• [Work to complete]:
Could you give the records below again exactly as they stand?

Dataset entries

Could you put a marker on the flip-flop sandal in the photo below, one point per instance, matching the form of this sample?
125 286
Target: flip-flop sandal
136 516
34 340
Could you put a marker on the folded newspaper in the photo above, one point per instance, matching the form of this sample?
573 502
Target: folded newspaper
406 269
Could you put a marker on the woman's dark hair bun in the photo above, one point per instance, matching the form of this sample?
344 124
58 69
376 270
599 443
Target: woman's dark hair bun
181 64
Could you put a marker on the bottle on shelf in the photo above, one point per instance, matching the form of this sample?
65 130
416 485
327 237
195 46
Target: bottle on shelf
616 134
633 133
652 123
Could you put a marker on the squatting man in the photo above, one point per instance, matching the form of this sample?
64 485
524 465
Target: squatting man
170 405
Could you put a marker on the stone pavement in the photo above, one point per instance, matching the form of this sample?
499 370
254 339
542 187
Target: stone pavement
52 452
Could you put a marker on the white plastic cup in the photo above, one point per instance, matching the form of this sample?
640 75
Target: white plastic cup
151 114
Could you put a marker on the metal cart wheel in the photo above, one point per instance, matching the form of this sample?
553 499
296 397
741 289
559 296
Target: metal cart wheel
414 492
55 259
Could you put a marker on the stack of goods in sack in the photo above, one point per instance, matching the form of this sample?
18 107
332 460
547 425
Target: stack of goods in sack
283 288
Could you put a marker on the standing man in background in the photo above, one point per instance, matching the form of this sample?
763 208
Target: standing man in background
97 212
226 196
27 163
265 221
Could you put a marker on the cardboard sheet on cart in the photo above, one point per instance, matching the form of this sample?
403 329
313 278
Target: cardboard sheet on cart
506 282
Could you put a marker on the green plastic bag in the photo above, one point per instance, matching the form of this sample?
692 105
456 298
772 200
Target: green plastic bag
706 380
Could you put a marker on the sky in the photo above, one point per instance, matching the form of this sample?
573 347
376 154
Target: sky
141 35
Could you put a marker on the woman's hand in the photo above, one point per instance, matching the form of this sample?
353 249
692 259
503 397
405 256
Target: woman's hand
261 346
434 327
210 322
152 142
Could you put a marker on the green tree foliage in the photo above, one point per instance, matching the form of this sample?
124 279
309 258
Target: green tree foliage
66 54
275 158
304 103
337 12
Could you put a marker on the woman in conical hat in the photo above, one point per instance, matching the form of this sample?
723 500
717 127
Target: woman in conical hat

• [Reply]:
Could you put a marker on the flip-flop sandal in the photo below, one point per instance, matching the form of this sample?
125 286
Target: flip-flop sandal
136 516
34 340
Could you put a marker on the folded newspaper in the photo above, one point per instance, matching the form of this sample?
573 502
Target: folded newspaper
406 269
Could you put a marker on the woman's dark hair bun in the photo above, one point per instance, matching the form of this sample?
344 124
58 69
376 270
599 443
Target: woman's dark hair bun
181 64
Could you put a marker on the bottle on shelf in the photo above, one point per instance, matching the form of this sample?
65 130
416 485
327 237
195 46
Target: bottle on shelf
616 134
633 133
652 123
Could you put a marker on the squatting man in the photo above, one point per instance, matching the form of this sample?
64 485
524 465
Target: squatting man
170 405
Could you put a marker on the stone pavement in the photo above, one point per instance, matching the form of this sample?
499 370
254 339
542 187
Target: stone pavement
52 452
Could you put a marker on the white plastic cup in the photo above, one point per instance, matching the form of this sample?
640 75
Target: white plastic cup
151 114
Could you put a marker on the metal cart wheel in the photo above, one point per instance, matching the form of this sample?
553 499
296 397
741 289
559 296
Target: metal cart wheel
414 492
55 259
Could you put a marker on the stack of goods in sack in the photo above, one point per instance, matching the form of this sample?
18 107
332 460
547 425
Target: stack of goods in sack
283 288
Could you put a marker on the standing man in background in the photo above, one point per instance, matching the form of this sample?
763 208
Target: standing man in background
97 212
226 196
27 163
265 221
Could you put a marker on the cardboard sheet on cart in the photo above, one point per instance, matching the form of this sample?
403 329
313 278
Target: cardboard sheet on cart
506 282
Could you put a marker on the green plastic bag in the photo above, one point per instance, matching the form of this sample?
692 105
456 298
772 200
Target: green plastic bag
706 380
Could you put a marker on the sky in the photo above, one point per instance, matching the form of this sample?
573 347
376 154
Target: sky
141 35
Could you put a marker on the woman's hand in the photo above, one point per instance, matching the form of this sample?
353 249
692 259
503 397
405 256
Target: woman's hand
261 346
434 327
210 322
152 142
Could you put a marker on the green tree foliage in the photo above, one point per instance, matching the form of this sample?
124 279
309 258
Target: green tree foliage
66 54
275 158
304 103
337 12
Could you put a marker on the woman in conical hat in the photo above, one point per instance, matching the form of this sample?
723 500
717 127
Target: woman in conical hat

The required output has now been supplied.